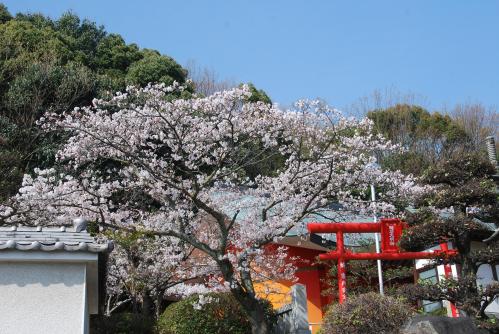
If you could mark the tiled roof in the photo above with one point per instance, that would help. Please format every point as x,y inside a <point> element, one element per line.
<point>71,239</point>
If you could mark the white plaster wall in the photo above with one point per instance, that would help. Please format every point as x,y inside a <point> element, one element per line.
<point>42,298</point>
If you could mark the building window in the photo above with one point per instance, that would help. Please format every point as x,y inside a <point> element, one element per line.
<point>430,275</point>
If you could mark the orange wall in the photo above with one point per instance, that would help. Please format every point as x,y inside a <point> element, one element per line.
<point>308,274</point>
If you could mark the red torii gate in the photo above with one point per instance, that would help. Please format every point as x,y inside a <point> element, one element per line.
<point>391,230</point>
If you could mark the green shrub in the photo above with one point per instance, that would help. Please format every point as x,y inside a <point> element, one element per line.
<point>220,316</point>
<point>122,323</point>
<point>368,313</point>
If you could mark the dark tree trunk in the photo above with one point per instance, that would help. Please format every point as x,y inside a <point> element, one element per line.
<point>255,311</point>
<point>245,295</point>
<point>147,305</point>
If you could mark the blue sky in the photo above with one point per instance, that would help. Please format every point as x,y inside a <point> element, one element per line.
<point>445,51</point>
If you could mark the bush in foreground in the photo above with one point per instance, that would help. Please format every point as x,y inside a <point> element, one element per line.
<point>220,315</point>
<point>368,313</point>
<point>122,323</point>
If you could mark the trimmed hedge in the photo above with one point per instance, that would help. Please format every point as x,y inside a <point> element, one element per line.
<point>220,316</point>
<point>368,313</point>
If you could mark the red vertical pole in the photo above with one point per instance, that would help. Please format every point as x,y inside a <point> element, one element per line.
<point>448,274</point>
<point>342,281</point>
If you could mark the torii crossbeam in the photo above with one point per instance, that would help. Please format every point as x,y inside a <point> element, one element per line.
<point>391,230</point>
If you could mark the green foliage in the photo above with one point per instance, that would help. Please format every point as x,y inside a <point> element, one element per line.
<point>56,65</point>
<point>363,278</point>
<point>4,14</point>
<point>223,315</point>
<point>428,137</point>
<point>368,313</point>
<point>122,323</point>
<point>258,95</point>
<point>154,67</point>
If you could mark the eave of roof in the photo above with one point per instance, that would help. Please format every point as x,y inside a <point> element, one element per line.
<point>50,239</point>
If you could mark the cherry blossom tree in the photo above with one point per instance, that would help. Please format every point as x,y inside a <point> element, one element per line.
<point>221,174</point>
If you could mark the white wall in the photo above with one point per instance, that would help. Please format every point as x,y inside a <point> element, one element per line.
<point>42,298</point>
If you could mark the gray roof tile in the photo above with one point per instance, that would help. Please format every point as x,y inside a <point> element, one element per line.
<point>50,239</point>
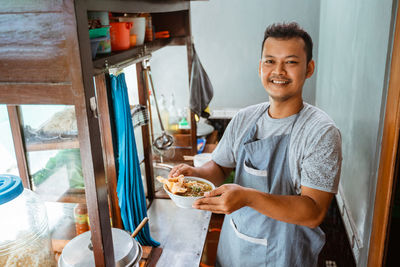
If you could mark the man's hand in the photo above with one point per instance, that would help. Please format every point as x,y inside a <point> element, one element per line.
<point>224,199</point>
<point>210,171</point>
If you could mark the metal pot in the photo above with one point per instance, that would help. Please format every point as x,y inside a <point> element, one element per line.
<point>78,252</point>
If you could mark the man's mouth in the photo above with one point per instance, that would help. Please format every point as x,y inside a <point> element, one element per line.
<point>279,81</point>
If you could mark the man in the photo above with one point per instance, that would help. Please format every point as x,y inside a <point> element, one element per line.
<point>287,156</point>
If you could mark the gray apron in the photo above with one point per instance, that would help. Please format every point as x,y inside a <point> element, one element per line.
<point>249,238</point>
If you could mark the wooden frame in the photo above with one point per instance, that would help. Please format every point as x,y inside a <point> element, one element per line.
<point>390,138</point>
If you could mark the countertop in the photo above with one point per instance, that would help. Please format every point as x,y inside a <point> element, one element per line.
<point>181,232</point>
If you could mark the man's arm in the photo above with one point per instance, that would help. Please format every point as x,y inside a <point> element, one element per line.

Task prompt →
All of the lines above must be repeated without alteration, though the pictures are to be excluded.

Reply →
If you could mark the tiled roof in the photo above with one point per instance, that would help. Please format every point as x,y inside a <point> element, one element per line.
<point>71,239</point>
If you could mark the white plaster wall in the photo above with one point per instance, that would help. Please format every point as x,y inside a <point> element, one element per line.
<point>42,298</point>
If you could mark the building window in the photo above with one point per instance, that would help. Please format every point as x,y inside a <point> element, one element per line.
<point>430,275</point>
If you could mark the orange wall in the photo above with one point per instance, that would help. Please format every point as x,y inside a <point> element, one element per line.
<point>308,274</point>
If you could mark the red torii gate in the photo above with one point per instance, that would help. Please format every point as x,y inside a <point> element, one element per line.
<point>391,230</point>
If you could mark the green shrub in the photo above with one point per instance, that would help. Please format every point as x,y inside a <point> element, one element per line.
<point>220,316</point>
<point>122,323</point>
<point>368,313</point>
If you could mark the dark tree trunk in the photo above with one point per instance, that would help. Please format every point as x,y inside a <point> element, one element per line.
<point>255,311</point>
<point>245,295</point>
<point>147,305</point>
If you could mark the blue sky in the photo above with one point per instance, that would help. Please format every point as x,y inside a <point> element, one element per line.
<point>445,51</point>
If you could mark the bush in foreground in the photo above with one point per instance, that would help. Please format every point as x,y inside a <point> element, one element per line.
<point>220,315</point>
<point>368,313</point>
<point>122,323</point>
If you could mark the trimmed hedge in the photo above with one point per instance, that would help. Please format every point as x,y inside a <point> element, one element per line.
<point>220,316</point>
<point>368,313</point>
If you could mark the red vertical pole in the photo above with one point per instance, that would help. Please format every point as x,y inside a <point> element, one element per line.
<point>448,274</point>
<point>342,281</point>
If you could mark the torii crossbeam in the photo above with one point per instance, that would help. Please format every point as x,y inside a <point> element, one element per line.
<point>391,230</point>
If you could mark the green foliage in the photo above with one point per instance, that would help. Please format every point as x,y inside a <point> element, one element per line.
<point>56,65</point>
<point>363,278</point>
<point>4,14</point>
<point>223,315</point>
<point>428,137</point>
<point>368,313</point>
<point>122,323</point>
<point>258,95</point>
<point>154,67</point>
If you could mark the eave of roof in the photo above with one point per instance, that would help. Please format every point as x,y inside a <point> element, one element per line.
<point>50,239</point>
If you could mark the cherry blossom tree in the photo above with one point per instance, that would help. Please format every point as x,y inside a <point> element, one element per line.
<point>221,174</point>
If you could mark the white wall in the photo above with one point per instance, that would help. Please format every point as x,y inside a <point> element, one element per line.
<point>42,298</point>
If you could mark the gray roof tile in the photo above with one point per instance, that would help. Please format every point as x,y inside a <point> element, one element per line.
<point>50,239</point>
If you could mark the man's hand in the photo above with one point per instance, that would help. Please format every point as x,y inside a <point> element, one element per line.
<point>224,199</point>
<point>210,171</point>
If you could mark the metal pot in the photo above with one point per instance, that would help. Please format every point as x,y inside a <point> element, one element per line.
<point>78,252</point>
If you could mark the man's mouth in the photo above with one point per instance, that would help. Please format every point as x,y inside a <point> element, one element per line.
<point>279,81</point>
If you could mark the man in the photo above with one point per instance, that would help. Please format every point as x,y inside a <point> element, one element per line.
<point>287,156</point>
If you could mark the gray apron in the photo above with one point per instance, that would help. Please format every point as x,y inside a <point> element, one element per line.
<point>249,238</point>
If you could mark the wooden frame in the photo above with one point per instance, that would help. Please format every point as x,y inside a <point> element, one element per line.
<point>390,138</point>
If you could mark the countertop in the photo above with one point per instance, that would help. Please format every point as x,y inside a <point> element, one element per line.
<point>181,232</point>
If you could mark the man's arm in the photo above with one point per instance, that would help. Please format every point as x,y inside a <point> element, one element per line.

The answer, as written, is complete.